### DO THIS
Beginning with the line where "form [319, 291]." appears, retype every remaining line of the data below, both the first and last included.

[Records from a point labeling set]
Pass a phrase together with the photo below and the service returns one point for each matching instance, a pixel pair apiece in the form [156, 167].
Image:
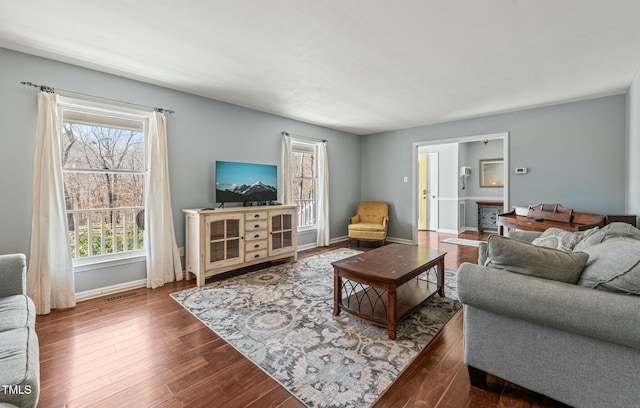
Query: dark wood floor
[145, 350]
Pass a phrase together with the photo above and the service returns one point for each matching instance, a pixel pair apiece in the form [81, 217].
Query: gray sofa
[575, 339]
[19, 350]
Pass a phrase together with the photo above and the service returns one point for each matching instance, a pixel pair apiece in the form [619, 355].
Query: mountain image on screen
[240, 193]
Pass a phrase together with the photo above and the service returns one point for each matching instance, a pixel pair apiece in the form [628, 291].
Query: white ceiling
[362, 66]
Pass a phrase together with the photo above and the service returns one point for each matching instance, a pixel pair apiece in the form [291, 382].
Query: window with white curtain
[305, 182]
[104, 169]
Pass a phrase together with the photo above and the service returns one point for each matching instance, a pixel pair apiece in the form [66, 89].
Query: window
[103, 166]
[305, 181]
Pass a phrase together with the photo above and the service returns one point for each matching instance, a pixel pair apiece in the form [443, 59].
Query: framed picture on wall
[492, 173]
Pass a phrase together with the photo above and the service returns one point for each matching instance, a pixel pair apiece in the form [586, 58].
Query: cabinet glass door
[281, 232]
[225, 240]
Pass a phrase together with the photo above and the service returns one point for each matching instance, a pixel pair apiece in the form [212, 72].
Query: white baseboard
[448, 231]
[109, 290]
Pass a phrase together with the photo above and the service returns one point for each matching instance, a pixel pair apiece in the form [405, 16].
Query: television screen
[245, 182]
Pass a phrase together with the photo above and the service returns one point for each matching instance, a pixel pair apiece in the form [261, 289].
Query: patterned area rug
[281, 319]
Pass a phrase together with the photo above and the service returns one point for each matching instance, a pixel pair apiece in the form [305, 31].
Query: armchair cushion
[370, 223]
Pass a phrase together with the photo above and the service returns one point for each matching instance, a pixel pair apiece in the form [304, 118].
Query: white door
[422, 192]
[432, 191]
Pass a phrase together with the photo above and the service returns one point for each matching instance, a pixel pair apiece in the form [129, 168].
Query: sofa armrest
[589, 312]
[13, 275]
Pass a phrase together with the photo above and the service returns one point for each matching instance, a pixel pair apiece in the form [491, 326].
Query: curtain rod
[313, 139]
[50, 89]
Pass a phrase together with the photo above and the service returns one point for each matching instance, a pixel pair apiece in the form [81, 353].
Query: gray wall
[633, 148]
[575, 154]
[199, 133]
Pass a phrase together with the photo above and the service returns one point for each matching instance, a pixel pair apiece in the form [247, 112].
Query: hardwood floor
[144, 350]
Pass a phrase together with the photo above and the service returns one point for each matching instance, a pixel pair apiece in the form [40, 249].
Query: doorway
[428, 192]
[454, 195]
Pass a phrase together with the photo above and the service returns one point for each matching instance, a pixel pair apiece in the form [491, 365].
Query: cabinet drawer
[252, 225]
[255, 245]
[253, 255]
[253, 235]
[256, 215]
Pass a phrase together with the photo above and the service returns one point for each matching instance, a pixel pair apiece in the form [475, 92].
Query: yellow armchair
[370, 223]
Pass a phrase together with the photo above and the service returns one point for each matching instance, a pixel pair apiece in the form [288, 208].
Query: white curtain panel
[323, 195]
[163, 259]
[287, 171]
[50, 274]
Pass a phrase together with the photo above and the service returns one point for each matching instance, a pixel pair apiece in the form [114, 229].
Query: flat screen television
[246, 182]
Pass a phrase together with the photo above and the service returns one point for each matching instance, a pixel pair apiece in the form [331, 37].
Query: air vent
[121, 297]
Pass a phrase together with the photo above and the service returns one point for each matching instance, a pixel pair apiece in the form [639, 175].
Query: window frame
[114, 112]
[298, 145]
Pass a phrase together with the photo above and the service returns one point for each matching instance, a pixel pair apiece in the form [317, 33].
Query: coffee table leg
[440, 278]
[337, 292]
[391, 315]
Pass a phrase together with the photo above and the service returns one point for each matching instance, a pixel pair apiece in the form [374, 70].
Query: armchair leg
[477, 377]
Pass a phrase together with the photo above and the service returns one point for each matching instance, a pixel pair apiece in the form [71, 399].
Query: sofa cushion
[16, 311]
[529, 259]
[614, 265]
[562, 239]
[613, 230]
[20, 367]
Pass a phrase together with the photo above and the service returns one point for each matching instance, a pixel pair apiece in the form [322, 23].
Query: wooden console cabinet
[225, 239]
[488, 214]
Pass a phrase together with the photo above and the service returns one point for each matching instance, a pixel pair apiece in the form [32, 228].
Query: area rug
[281, 319]
[461, 241]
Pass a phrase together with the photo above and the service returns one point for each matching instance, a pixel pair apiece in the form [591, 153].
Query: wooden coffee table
[381, 286]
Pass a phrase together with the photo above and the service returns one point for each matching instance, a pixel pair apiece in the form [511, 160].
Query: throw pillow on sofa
[562, 239]
[529, 259]
[613, 230]
[613, 265]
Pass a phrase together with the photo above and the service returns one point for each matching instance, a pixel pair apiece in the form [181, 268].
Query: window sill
[107, 261]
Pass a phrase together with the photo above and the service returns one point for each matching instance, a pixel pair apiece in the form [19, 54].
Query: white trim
[472, 198]
[109, 290]
[448, 231]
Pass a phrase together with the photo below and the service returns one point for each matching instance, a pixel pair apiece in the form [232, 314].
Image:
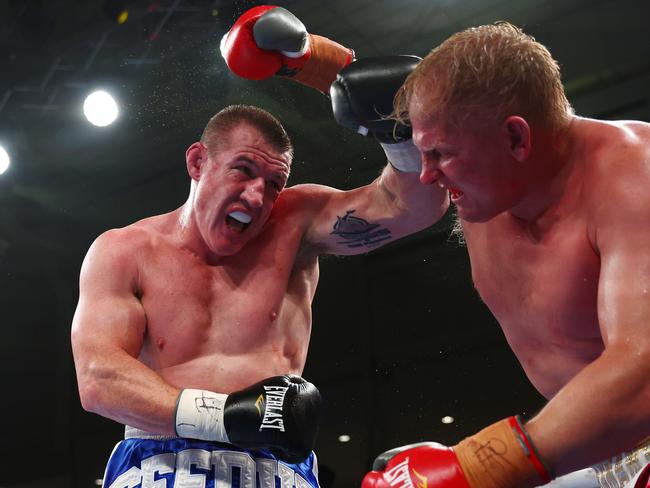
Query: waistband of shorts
[133, 433]
[618, 470]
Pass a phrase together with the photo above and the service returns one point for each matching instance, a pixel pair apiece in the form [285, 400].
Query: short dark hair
[232, 116]
[493, 71]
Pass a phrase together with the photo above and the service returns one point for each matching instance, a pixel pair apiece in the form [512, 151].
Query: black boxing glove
[362, 99]
[279, 414]
[268, 40]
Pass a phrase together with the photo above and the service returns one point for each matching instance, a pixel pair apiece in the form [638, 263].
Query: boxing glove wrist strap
[501, 456]
[403, 156]
[326, 59]
[199, 415]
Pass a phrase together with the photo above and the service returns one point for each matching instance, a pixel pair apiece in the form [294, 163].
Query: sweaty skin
[558, 236]
[191, 299]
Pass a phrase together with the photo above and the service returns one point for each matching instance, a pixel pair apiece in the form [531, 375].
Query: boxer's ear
[195, 156]
[517, 133]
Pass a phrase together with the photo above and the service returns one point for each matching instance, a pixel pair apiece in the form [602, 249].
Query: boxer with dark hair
[193, 326]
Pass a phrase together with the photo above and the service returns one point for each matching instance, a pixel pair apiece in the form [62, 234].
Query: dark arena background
[402, 349]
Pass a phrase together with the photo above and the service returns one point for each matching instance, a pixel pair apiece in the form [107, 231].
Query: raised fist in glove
[269, 40]
[279, 414]
[500, 456]
[362, 100]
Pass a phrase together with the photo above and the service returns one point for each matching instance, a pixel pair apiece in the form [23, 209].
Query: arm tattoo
[357, 232]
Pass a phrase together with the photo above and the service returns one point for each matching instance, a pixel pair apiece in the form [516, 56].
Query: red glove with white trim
[269, 40]
[499, 456]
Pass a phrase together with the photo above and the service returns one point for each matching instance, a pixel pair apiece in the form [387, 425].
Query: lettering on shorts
[358, 232]
[198, 468]
[273, 408]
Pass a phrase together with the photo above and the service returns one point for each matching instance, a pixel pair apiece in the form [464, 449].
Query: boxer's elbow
[93, 379]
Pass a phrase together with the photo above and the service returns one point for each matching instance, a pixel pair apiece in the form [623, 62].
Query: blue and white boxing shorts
[145, 460]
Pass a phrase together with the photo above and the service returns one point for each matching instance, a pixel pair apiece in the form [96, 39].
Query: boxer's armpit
[355, 232]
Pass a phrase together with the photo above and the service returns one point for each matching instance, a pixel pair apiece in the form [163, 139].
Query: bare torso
[223, 327]
[541, 281]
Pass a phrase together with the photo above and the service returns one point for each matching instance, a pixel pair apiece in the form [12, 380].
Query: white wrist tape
[403, 156]
[199, 415]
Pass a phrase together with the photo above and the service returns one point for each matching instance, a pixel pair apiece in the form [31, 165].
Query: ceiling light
[100, 108]
[4, 160]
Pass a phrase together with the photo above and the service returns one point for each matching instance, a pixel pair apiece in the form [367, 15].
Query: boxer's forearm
[119, 387]
[600, 413]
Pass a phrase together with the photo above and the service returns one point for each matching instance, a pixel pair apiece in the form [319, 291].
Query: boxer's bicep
[350, 222]
[109, 319]
[623, 242]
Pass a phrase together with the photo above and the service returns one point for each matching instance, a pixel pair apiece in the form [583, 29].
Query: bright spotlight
[4, 160]
[100, 108]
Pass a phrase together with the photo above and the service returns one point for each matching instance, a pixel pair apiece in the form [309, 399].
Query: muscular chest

### RESPONSE TO THE EXERCISE
Pass a phrase together with the photo above and the service returns one point for each matching instance, a pixel pair apiece in the form [319, 291].
Query: boxer's bicep
[350, 222]
[109, 319]
[623, 242]
Pass a phrase together with the photo above and the service returns one point for each matching instance, a pixel pair apiece in the form [583, 29].
Query: bright spotlight
[4, 160]
[100, 108]
Pass a phrase together with the photo above and the service returns one point for each matching instance, a pixel pair apiece in the form [309, 399].
Query: muscular chest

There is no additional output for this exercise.